TASK STATEMENT:
Give the stretch of entries from the line containing "1182, row 805." through the line containing "column 750, row 139", both of those lines included, as a numbered list with any blank lines left out.

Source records
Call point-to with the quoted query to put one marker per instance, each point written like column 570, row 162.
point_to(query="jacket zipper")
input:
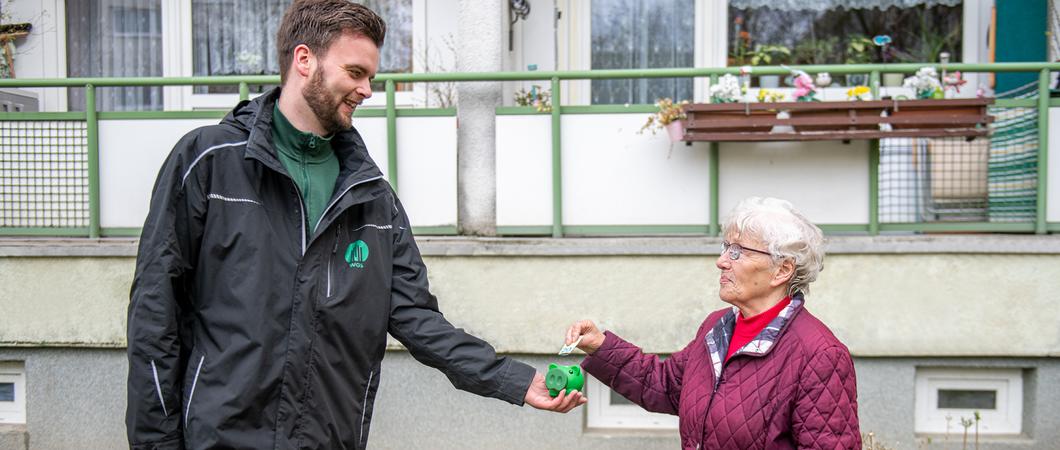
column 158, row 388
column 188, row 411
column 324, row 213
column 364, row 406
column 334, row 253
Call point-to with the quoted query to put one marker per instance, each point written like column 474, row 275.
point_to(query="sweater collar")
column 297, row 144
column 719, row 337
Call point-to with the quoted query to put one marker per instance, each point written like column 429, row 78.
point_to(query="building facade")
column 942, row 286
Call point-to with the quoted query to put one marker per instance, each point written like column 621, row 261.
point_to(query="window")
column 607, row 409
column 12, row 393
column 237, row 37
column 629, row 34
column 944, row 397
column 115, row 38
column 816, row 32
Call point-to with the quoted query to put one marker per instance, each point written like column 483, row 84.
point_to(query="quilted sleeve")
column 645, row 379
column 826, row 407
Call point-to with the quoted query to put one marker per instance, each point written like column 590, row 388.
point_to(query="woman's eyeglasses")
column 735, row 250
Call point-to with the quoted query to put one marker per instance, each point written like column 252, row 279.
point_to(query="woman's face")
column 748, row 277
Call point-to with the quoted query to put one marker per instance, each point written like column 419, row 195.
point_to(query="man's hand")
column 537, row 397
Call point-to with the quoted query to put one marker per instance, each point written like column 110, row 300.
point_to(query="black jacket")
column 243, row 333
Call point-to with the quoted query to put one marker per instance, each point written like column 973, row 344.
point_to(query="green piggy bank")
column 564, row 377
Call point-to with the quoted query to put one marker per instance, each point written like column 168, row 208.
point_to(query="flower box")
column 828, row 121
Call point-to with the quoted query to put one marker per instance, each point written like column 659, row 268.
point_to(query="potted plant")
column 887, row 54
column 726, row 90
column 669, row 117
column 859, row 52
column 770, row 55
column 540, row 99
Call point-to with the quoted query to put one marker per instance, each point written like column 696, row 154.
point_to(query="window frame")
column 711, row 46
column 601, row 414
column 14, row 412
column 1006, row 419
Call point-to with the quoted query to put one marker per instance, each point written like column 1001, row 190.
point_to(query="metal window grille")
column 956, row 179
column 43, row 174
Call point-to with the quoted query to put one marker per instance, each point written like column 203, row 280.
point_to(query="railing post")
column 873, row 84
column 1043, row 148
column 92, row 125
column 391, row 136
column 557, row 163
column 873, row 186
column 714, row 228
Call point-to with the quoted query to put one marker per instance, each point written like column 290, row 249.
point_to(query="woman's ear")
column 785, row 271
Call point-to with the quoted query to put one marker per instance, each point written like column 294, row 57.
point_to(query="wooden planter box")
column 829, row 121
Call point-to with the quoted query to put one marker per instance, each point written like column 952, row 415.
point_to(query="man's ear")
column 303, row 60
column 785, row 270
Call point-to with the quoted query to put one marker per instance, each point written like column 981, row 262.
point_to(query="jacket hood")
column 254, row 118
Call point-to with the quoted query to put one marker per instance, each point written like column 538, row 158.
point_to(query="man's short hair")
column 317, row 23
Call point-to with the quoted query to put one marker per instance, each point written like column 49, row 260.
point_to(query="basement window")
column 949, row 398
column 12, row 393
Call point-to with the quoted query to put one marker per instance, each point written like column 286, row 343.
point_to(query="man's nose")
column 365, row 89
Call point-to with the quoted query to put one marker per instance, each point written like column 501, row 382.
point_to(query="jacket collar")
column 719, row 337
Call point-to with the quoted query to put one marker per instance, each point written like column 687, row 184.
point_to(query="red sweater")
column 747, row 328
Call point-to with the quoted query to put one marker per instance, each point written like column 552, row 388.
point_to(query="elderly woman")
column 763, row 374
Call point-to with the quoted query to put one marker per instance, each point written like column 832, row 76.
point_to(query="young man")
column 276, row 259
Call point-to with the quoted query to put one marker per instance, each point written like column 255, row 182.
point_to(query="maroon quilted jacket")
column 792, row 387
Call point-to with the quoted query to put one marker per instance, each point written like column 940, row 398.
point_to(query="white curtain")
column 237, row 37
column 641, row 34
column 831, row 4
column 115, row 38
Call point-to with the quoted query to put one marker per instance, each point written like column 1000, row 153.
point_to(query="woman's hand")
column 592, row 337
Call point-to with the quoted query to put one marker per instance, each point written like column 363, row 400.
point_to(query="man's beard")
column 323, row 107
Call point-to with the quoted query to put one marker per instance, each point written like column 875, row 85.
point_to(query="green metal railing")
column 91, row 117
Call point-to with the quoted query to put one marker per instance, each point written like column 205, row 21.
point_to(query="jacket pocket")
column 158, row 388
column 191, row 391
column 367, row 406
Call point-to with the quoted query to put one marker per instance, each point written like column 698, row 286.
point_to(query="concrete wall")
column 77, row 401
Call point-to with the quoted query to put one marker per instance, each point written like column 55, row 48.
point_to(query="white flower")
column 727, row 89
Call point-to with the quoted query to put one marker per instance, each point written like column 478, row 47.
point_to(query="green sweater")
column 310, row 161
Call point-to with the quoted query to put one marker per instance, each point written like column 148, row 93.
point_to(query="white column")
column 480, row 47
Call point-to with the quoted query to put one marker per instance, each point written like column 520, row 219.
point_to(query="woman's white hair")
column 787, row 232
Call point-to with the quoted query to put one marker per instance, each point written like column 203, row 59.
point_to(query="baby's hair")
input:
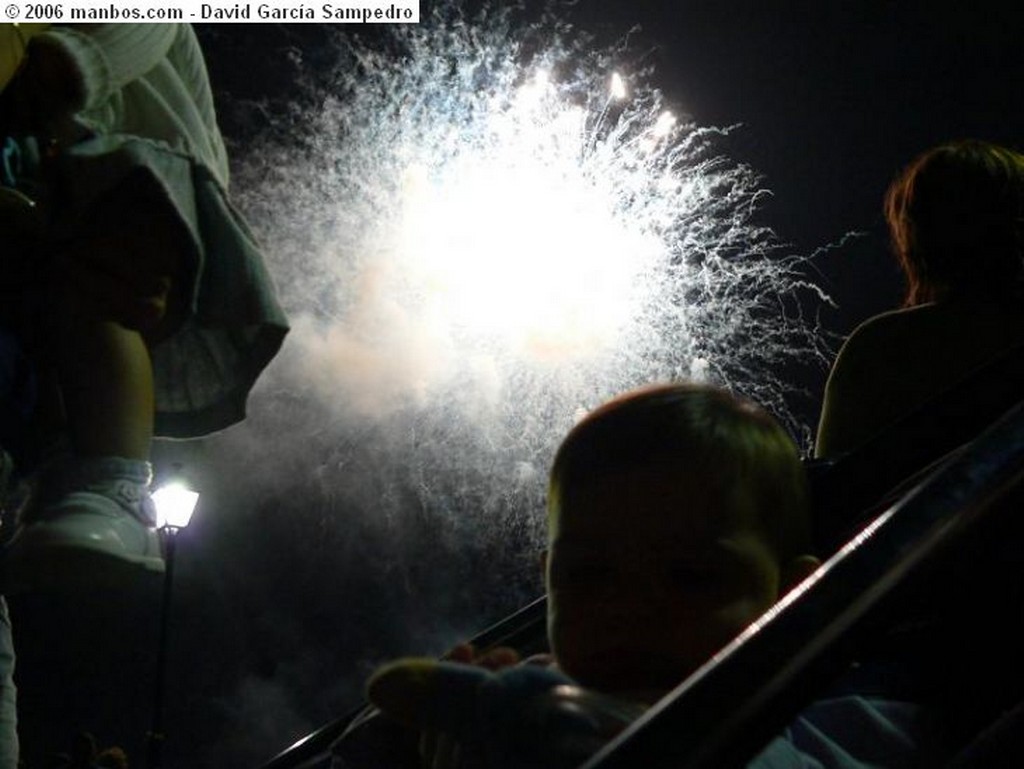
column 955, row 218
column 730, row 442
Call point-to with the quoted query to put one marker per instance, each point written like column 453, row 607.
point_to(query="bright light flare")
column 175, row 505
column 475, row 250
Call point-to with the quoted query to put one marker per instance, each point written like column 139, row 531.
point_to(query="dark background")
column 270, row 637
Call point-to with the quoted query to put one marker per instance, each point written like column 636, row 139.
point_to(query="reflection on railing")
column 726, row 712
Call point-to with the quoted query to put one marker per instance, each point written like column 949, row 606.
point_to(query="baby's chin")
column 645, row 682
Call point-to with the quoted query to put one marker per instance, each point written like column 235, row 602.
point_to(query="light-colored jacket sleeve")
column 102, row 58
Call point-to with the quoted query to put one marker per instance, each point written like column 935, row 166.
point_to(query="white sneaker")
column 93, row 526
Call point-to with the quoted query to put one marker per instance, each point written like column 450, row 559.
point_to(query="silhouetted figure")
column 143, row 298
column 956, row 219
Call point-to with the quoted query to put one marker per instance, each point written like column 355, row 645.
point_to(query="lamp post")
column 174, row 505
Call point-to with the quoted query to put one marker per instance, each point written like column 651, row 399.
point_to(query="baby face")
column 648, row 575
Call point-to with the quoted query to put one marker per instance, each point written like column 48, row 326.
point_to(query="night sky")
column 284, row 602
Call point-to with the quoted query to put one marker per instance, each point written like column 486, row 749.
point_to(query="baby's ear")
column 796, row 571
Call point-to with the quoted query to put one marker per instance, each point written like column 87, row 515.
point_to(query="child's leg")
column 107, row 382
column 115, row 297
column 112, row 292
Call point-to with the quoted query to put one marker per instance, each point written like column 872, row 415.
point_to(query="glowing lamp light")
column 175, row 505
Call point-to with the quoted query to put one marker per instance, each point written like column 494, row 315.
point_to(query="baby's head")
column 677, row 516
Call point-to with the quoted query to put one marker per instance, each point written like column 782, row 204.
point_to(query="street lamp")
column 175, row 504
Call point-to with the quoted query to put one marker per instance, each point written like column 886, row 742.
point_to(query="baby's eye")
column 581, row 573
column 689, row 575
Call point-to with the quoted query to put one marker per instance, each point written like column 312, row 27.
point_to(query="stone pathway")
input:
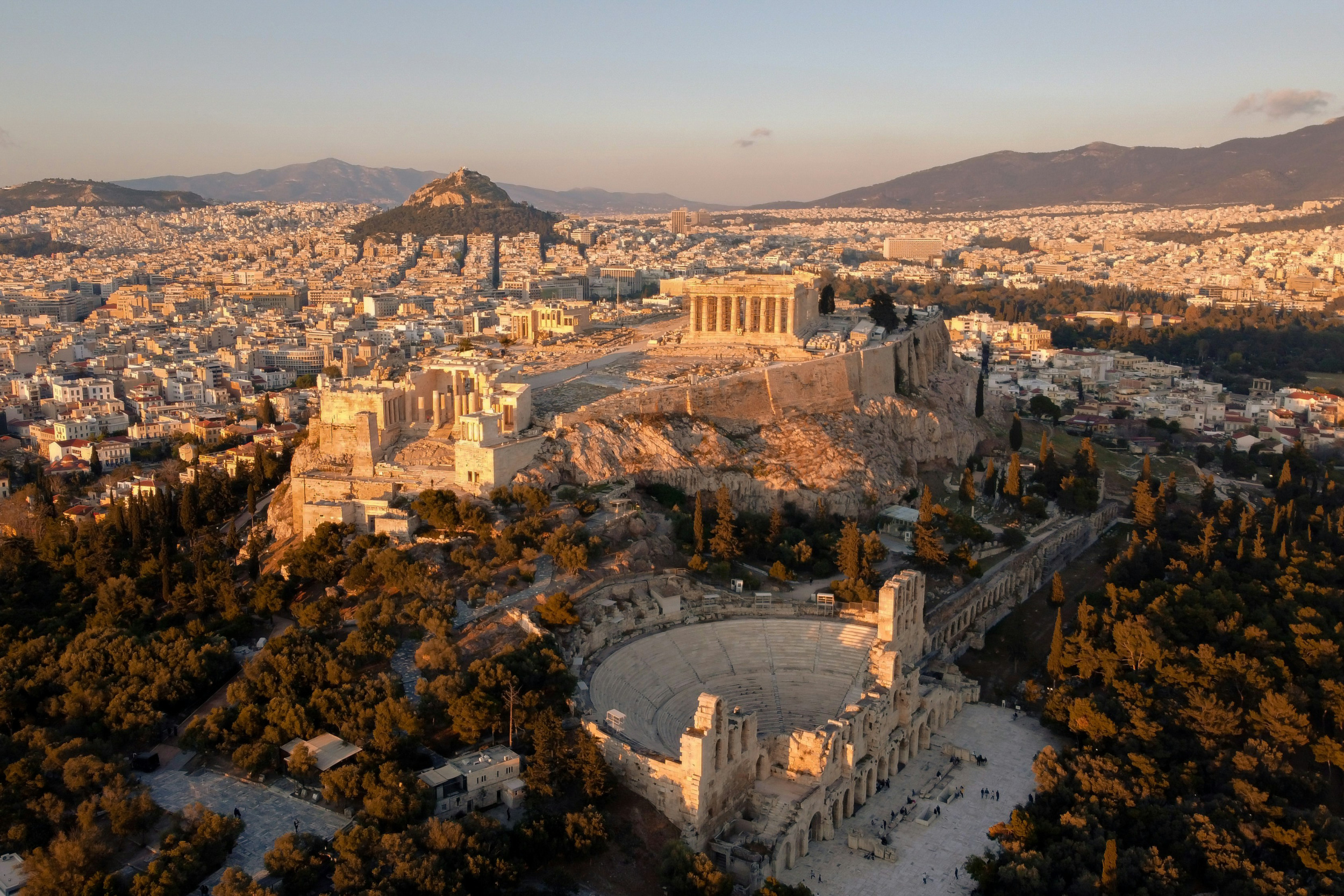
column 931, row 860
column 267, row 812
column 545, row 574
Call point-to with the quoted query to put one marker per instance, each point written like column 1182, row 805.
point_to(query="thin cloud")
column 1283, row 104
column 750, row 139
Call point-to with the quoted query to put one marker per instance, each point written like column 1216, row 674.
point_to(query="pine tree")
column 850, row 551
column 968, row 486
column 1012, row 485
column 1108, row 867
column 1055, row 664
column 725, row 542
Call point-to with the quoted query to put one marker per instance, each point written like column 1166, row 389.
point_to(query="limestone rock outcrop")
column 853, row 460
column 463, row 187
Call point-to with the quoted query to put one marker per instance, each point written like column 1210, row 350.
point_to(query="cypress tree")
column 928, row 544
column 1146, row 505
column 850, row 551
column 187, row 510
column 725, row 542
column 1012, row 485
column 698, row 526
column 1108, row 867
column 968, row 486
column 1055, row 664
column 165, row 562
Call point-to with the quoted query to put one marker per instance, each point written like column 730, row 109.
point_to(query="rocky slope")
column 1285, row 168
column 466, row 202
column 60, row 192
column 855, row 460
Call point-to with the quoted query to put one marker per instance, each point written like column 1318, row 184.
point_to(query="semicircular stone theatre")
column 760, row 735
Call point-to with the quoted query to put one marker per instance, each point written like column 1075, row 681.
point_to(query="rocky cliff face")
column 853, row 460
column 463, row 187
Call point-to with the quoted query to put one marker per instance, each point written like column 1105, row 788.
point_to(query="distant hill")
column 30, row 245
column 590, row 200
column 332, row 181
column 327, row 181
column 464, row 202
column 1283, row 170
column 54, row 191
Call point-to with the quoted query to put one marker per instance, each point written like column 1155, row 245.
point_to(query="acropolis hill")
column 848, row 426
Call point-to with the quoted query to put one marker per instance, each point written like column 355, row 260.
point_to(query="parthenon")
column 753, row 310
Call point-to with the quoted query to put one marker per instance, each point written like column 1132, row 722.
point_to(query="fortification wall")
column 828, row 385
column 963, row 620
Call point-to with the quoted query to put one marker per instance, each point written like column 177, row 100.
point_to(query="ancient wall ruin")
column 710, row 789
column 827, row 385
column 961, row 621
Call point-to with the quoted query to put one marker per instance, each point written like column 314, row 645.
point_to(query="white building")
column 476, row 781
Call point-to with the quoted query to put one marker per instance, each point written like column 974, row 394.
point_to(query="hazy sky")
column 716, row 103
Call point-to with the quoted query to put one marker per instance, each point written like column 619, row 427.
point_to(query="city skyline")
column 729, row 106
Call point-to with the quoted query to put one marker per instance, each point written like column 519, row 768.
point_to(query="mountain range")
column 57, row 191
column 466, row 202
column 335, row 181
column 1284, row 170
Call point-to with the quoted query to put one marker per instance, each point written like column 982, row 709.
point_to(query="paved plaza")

WRITTEN ANSWER:
1. Call point-to with the quoted query to put one marker per instance, each point written like column 1182, row 805.
2. point_to(query="thin cloud")
3. column 1283, row 104
4. column 750, row 139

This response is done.